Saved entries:
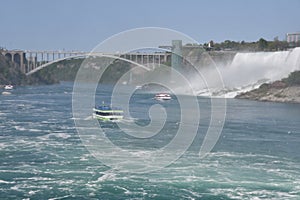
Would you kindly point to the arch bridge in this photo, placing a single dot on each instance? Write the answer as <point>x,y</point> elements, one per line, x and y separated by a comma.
<point>32,61</point>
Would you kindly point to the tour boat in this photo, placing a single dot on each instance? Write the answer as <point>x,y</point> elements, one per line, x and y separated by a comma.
<point>163,96</point>
<point>107,113</point>
<point>8,87</point>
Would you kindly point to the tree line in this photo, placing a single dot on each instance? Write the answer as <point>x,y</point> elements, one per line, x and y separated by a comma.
<point>260,45</point>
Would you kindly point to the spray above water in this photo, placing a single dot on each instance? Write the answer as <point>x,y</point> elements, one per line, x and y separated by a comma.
<point>248,71</point>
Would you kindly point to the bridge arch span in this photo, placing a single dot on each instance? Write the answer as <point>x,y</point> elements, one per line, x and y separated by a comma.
<point>85,56</point>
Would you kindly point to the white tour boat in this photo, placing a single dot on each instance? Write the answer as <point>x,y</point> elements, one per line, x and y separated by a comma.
<point>8,87</point>
<point>107,113</point>
<point>163,96</point>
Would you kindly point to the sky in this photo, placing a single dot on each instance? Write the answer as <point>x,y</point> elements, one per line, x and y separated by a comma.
<point>82,24</point>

TASK OBJECTIVE: Exact copy, no pictures: write out all the records above.

RESULT FOR THIS TASK:
Would you kindly point to the arch bridge in this photo, placing a single dot on each instance? Write the answer as <point>x,y</point> elements, one per line, x and y separated by a comma.
<point>32,61</point>
Would you kindly point to the tour boat in this photo, placing a single dot on each instance? Write the answer as <point>x,y</point> elements, one per line, x and y separated by a comma.
<point>163,96</point>
<point>107,113</point>
<point>8,87</point>
Would you kindly point to the tree line in this photo, placing a single dot on each instance? Write the answer as <point>x,y</point> elements, one per line, x and y separated by a comma.
<point>260,45</point>
Would you kindly point to the spray above water in this photo, placing a single dot on each instance? Write the answer as <point>x,y</point> elements, one per line, x and y separated by a comma.
<point>248,71</point>
Would you kindly point to the bridge arch span in this photo, placing a single dot on each instance? Write the answer as <point>x,y</point> elements, one per line, x and y separated by a comma.
<point>85,56</point>
Would you kindly point to the white tour boat in this photo, placing a single dot on each instance? Write the answer as <point>x,y</point> elements, one per line, x and y separated by a comma.
<point>8,87</point>
<point>107,113</point>
<point>163,96</point>
Would you kindly point to the sky in this photo, placing a single dot on each instance? Write the answer as <point>x,y</point> elements, one per line, x and y separated by a comma.
<point>82,24</point>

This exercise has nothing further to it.